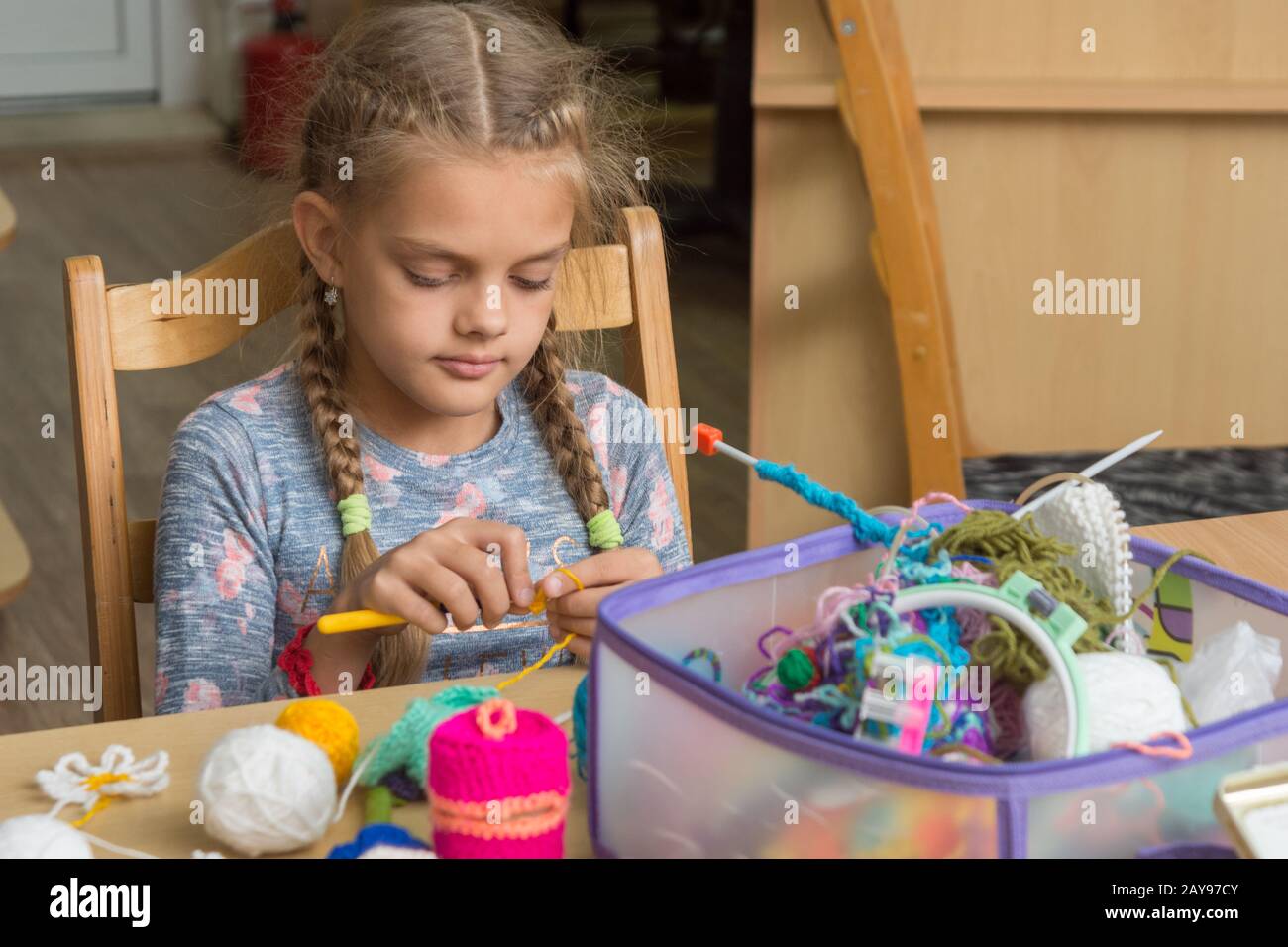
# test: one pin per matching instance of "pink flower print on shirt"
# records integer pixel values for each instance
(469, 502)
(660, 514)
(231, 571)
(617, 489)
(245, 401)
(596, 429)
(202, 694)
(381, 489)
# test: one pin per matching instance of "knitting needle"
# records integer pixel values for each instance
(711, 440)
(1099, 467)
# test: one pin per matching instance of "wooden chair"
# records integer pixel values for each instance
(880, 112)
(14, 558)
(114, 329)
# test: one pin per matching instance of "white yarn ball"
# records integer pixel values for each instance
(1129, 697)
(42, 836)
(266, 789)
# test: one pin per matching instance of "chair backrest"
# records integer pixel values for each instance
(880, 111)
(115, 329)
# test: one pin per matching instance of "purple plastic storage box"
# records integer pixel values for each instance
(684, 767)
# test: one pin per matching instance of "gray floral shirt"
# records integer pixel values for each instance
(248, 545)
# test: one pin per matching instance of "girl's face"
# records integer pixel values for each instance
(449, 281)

(WHAT IS BEING ASKED):
Give back the data exactly. Skip any images.

(RESULT OF THE EXERCISE):
# test: one pin per matching instance of "pink flower print on shirt"
# records integer pixel values for each instance
(469, 502)
(660, 514)
(231, 571)
(617, 489)
(245, 401)
(596, 429)
(202, 694)
(381, 489)
# test: one pin per matching instance of "knitting needle"
# records integer pixel values for each instance
(711, 440)
(1099, 467)
# test: one pin per matching instance of "wooden chair"
# records integer pixel values for each instance
(880, 112)
(14, 558)
(114, 329)
# test: one pin per matching instance of "white yarn ball"
# records integer pixel values for each instance
(1129, 697)
(42, 836)
(266, 789)
# test: one pin per matching instance of "chair backrest"
# records integer pixel values for each instance
(880, 111)
(115, 329)
# test: one pin per matching instance of "purple plastic storage box"
# records integer pixel values for each instance
(684, 767)
# test: one pin per matching instance of "gray floral shirt"
# records integer pixel values for each instance
(248, 545)
# test: one pin per matching instance of "girl's face"
# records integer pixel values for each instance
(449, 281)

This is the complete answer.